Stored data entries
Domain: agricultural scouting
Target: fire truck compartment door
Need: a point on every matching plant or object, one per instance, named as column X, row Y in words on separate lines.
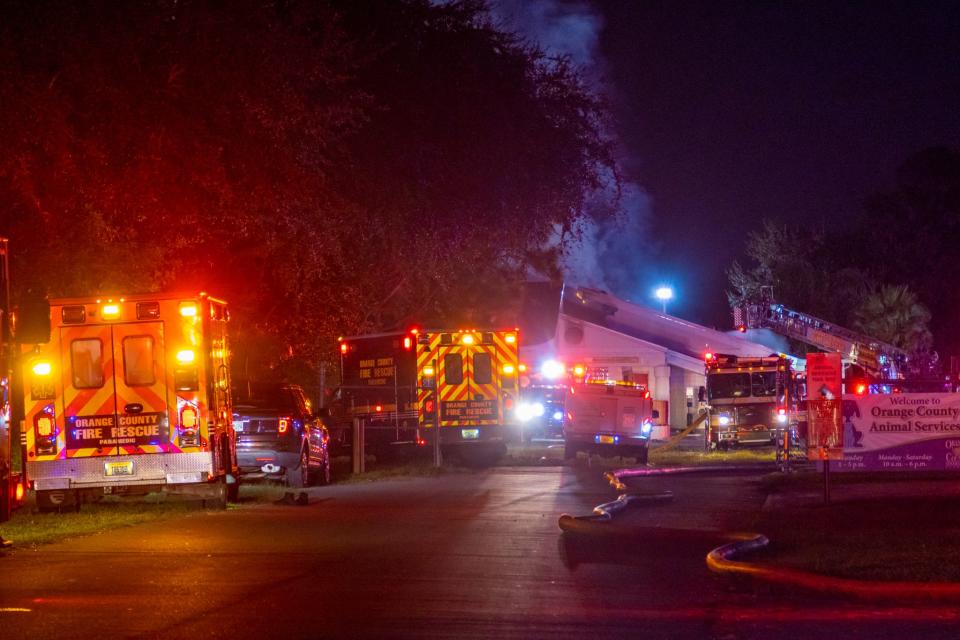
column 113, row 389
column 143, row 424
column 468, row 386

...

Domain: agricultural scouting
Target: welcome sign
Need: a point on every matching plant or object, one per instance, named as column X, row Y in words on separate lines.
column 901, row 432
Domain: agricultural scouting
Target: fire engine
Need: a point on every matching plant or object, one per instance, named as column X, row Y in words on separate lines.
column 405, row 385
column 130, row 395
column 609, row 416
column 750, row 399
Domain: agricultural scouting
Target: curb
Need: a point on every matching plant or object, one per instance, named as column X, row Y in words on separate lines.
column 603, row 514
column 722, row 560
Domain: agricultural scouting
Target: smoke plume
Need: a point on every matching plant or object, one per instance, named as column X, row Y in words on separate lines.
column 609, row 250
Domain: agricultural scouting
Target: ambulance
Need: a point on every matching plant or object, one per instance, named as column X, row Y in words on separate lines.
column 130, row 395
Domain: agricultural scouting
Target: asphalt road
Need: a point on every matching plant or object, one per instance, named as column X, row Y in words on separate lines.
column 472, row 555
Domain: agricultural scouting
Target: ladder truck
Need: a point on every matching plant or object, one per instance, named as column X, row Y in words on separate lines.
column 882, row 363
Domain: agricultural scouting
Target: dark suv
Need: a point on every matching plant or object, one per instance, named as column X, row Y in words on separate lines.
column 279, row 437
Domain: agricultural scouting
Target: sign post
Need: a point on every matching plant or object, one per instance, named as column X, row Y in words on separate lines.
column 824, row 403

Problem description -
Gather from the entries above all lines that include the string "truck".

Your response -
Target: fire truck compartment door
Target: ladder truck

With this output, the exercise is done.